#### TASK TO COMPLETE
The response must be the exact lines from the one that contains "point: the brochure" through the end of the material, with no pictures and no additional lines.

##### MATERIAL FOR THE TASK #####

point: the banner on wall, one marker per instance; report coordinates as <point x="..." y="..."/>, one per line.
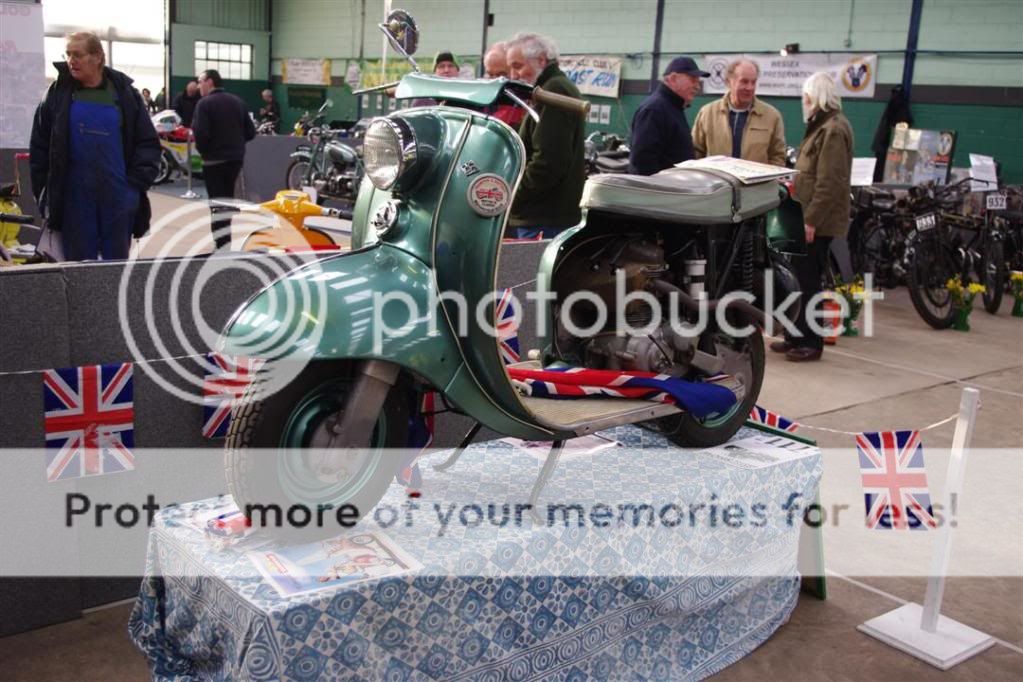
<point x="23" y="70"/>
<point x="306" y="72"/>
<point x="599" y="76"/>
<point x="855" y="75"/>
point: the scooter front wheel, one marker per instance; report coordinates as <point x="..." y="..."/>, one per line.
<point x="277" y="447"/>
<point x="744" y="359"/>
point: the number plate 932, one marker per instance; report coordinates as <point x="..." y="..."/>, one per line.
<point x="926" y="222"/>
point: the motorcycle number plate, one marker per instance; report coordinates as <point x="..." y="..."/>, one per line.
<point x="926" y="222"/>
<point x="995" y="201"/>
<point x="489" y="194"/>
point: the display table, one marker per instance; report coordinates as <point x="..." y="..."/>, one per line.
<point x="678" y="598"/>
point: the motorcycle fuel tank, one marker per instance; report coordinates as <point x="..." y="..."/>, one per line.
<point x="340" y="154"/>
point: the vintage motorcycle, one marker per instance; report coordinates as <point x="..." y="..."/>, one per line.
<point x="428" y="224"/>
<point x="174" y="156"/>
<point x="330" y="166"/>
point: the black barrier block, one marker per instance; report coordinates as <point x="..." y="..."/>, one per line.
<point x="265" y="169"/>
<point x="34" y="319"/>
<point x="21" y="423"/>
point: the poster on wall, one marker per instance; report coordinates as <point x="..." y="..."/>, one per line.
<point x="855" y="75"/>
<point x="306" y="72"/>
<point x="599" y="76"/>
<point x="23" y="70"/>
<point x="919" y="155"/>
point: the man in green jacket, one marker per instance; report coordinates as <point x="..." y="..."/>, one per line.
<point x="547" y="200"/>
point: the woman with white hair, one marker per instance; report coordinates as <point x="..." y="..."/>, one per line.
<point x="823" y="189"/>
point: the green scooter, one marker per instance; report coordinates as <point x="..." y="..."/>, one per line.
<point x="368" y="331"/>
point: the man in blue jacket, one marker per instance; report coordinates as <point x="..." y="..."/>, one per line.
<point x="660" y="132"/>
<point x="94" y="153"/>
<point x="222" y="126"/>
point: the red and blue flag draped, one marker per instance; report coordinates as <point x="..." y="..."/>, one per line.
<point x="891" y="464"/>
<point x="507" y="327"/>
<point x="764" y="416"/>
<point x="700" y="399"/>
<point x="226" y="379"/>
<point x="420" y="437"/>
<point x="89" y="420"/>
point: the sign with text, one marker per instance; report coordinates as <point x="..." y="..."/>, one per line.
<point x="855" y="75"/>
<point x="598" y="76"/>
<point x="306" y="72"/>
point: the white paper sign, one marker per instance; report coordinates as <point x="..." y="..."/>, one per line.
<point x="306" y="72"/>
<point x="598" y="76"/>
<point x="758" y="452"/>
<point x="862" y="171"/>
<point x="982" y="168"/>
<point x="23" y="70"/>
<point x="855" y="75"/>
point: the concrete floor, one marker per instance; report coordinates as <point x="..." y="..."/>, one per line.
<point x="906" y="376"/>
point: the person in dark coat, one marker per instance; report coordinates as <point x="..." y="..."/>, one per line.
<point x="185" y="102"/>
<point x="94" y="153"/>
<point x="547" y="200"/>
<point x="221" y="126"/>
<point x="661" y="135"/>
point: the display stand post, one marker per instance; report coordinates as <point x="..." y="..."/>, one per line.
<point x="922" y="631"/>
<point x="189" y="194"/>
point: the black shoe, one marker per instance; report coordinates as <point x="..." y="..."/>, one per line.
<point x="803" y="354"/>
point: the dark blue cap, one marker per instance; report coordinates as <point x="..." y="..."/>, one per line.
<point x="685" y="65"/>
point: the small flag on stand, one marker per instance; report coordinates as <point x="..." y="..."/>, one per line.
<point x="507" y="327"/>
<point x="89" y="420"/>
<point x="226" y="379"/>
<point x="764" y="416"/>
<point x="891" y="464"/>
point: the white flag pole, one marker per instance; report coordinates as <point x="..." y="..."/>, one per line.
<point x="953" y="486"/>
<point x="922" y="631"/>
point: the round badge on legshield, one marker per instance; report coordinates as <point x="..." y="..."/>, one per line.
<point x="489" y="195"/>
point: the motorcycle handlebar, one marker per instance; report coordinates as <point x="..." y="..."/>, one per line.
<point x="20" y="219"/>
<point x="580" y="106"/>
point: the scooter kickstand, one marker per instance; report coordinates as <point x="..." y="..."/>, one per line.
<point x="453" y="457"/>
<point x="549" y="464"/>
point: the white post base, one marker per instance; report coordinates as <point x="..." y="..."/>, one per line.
<point x="951" y="643"/>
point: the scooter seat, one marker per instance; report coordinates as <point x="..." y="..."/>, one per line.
<point x="617" y="166"/>
<point x="679" y="195"/>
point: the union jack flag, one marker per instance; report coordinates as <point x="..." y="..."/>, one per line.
<point x="764" y="416"/>
<point x="89" y="420"/>
<point x="226" y="378"/>
<point x="891" y="464"/>
<point x="420" y="437"/>
<point x="701" y="399"/>
<point x="507" y="327"/>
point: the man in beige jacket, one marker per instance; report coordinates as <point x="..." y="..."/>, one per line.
<point x="740" y="125"/>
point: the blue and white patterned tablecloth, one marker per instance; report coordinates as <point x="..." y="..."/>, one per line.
<point x="507" y="603"/>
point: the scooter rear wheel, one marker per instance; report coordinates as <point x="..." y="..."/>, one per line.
<point x="747" y="359"/>
<point x="274" y="447"/>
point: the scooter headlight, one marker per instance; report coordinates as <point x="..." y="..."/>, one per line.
<point x="389" y="151"/>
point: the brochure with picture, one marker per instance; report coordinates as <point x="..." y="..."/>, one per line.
<point x="747" y="172"/>
<point x="340" y="561"/>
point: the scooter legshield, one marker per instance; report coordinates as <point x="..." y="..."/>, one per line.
<point x="373" y="303"/>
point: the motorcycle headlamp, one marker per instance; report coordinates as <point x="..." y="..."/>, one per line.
<point x="389" y="151"/>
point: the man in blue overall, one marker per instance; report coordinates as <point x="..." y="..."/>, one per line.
<point x="94" y="153"/>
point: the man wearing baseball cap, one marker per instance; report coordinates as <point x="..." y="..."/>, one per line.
<point x="660" y="132"/>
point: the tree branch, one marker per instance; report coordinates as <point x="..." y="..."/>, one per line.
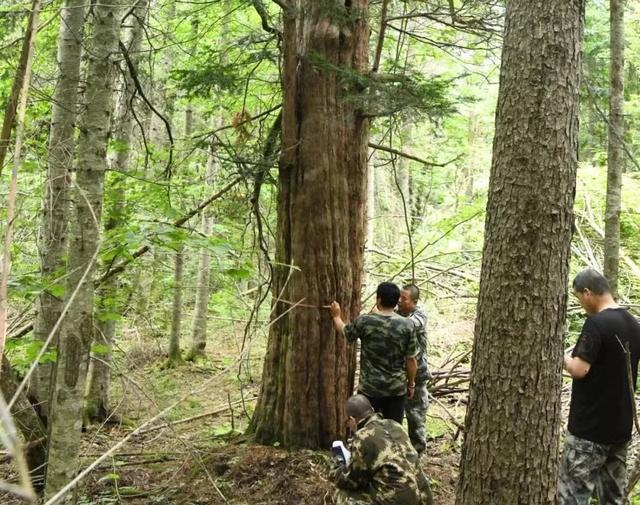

#####

#### TASK SOLUTION
point: the brochure with picture, one marker per instance; report coordinates as <point x="..." y="..."/>, one per line.
<point x="747" y="172"/>
<point x="340" y="561"/>
point: the scooter legshield, one marker per instance; report coordinates as <point x="..." y="..."/>, one per line.
<point x="373" y="303"/>
point: the motorcycle headlamp, one marker per instance; report coordinates as <point x="..." y="..."/>, one per line.
<point x="389" y="151"/>
point: the man in blue overall, one marker per instance; report coordinates as <point x="..." y="..."/>, one per line.
<point x="94" y="153"/>
point: the man wearing baseball cap, one marker per instance; report coordinates as <point x="..." y="..."/>, one per line.
<point x="660" y="132"/>
point: the tree branch, one marker per instance; report coordinates as <point x="..." y="..."/>, one per line.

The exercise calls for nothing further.